-- BEGIN SOURCE DATA --

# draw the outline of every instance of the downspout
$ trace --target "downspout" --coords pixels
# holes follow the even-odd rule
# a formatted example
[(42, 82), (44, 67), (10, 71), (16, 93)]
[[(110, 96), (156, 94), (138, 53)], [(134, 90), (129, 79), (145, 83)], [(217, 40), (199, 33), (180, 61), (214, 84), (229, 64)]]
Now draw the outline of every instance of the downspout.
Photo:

-- END SOURCE DATA --
-- BEGIN SOURCE DATA --

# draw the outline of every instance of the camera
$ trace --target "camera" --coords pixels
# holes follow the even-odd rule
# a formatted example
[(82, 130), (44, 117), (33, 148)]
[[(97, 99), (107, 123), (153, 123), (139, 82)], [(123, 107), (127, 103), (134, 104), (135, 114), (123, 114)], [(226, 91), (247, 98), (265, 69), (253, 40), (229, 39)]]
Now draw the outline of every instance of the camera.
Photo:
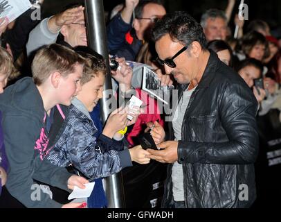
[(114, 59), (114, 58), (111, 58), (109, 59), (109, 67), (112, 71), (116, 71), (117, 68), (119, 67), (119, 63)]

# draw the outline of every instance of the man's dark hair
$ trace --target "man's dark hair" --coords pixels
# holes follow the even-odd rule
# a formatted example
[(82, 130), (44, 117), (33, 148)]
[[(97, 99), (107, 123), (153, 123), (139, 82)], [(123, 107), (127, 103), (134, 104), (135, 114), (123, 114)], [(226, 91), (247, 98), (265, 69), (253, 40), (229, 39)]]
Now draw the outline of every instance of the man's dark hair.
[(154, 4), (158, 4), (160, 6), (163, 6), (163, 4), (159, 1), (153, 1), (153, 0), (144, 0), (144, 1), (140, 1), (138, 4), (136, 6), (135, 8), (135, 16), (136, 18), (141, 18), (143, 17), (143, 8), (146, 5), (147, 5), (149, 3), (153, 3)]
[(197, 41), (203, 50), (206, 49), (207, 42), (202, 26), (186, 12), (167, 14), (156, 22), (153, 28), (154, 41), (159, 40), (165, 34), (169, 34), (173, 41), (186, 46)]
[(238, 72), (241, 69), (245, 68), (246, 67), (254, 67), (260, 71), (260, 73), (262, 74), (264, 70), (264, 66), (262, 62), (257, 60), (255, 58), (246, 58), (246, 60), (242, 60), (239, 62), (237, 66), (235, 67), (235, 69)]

-- END SOURCE DATA --
-- BEGIN SOURCE DATA --

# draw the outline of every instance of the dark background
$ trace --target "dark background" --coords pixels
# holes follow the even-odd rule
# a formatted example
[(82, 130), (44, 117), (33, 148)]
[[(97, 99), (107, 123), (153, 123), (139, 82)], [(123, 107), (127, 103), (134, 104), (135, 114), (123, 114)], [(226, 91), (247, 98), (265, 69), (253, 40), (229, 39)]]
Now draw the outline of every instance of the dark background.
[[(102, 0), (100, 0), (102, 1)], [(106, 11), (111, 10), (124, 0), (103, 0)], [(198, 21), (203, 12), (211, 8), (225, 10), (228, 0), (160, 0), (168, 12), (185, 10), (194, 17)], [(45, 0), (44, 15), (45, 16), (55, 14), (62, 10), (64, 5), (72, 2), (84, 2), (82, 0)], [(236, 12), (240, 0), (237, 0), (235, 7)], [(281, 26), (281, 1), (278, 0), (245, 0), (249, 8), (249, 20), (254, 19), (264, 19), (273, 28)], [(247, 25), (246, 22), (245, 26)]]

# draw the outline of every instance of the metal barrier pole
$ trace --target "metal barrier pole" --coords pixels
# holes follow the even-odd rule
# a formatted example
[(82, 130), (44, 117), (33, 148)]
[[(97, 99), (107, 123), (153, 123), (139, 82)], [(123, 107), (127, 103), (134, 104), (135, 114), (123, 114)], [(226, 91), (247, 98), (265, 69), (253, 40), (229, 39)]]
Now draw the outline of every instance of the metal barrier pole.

-- END SOURCE DATA --

TO DO - Please present the lines from the one containing "# draw the outline of every instance of the camera" through the one containing "67), (235, 69)]" as a Markdown table with the columns No. and Text, skipping blank lines. Leave the pictures out of your answer.

PROBLEM SOLUTION -
| No. | Text |
|---|---|
| 1 | # draw the outline of every instance of the camera |
| 2 | $ trace --target "camera" --coords pixels |
| 3 | # holes follow the even-odd rule |
| 4 | # a formatted example |
| 5 | [(82, 130), (44, 117), (33, 148)] |
| 6 | [[(97, 99), (107, 123), (153, 123), (139, 82)], [(123, 107), (127, 103), (134, 104), (135, 114), (123, 114)], [(226, 91), (247, 98), (265, 69), (253, 40), (229, 39)]] |
| 7 | Now draw the outline of every instance of the camera. |
| 8 | Photo: |
| 9 | [(114, 59), (114, 58), (111, 58), (109, 59), (109, 67), (112, 71), (116, 71), (117, 68), (119, 67), (119, 63)] |
| 10 | # draw the outline of every instance of the man's dark hair |
| 11 | $ trace --target "man's dark hair" --coords pixels |
| 12 | # holes follow the even-odd rule |
| 13 | # a formatted example |
| 14 | [(82, 130), (44, 117), (33, 148)] |
| 15 | [[(97, 99), (107, 123), (153, 123), (139, 82)], [(123, 107), (127, 103), (134, 104), (135, 114), (123, 114)], [(226, 91), (247, 98), (265, 69), (253, 40), (229, 39)]] |
| 16 | Now draw the outline of every instance of the man's dark hair. |
| 17 | [(154, 4), (158, 4), (160, 6), (163, 6), (163, 4), (159, 1), (153, 1), (153, 0), (144, 0), (144, 1), (140, 1), (138, 4), (136, 6), (135, 8), (135, 16), (136, 18), (141, 18), (143, 17), (143, 8), (146, 5), (147, 5), (149, 3), (153, 3)] |
| 18 | [(197, 41), (203, 50), (206, 49), (207, 42), (202, 26), (186, 12), (167, 14), (156, 22), (153, 28), (154, 41), (159, 40), (165, 34), (169, 34), (173, 41), (186, 46)] |
| 19 | [(238, 72), (241, 69), (245, 68), (246, 67), (254, 67), (260, 71), (260, 73), (262, 74), (264, 70), (264, 66), (262, 62), (257, 60), (255, 58), (246, 58), (246, 60), (242, 60), (239, 62), (237, 66), (235, 67), (235, 69)] |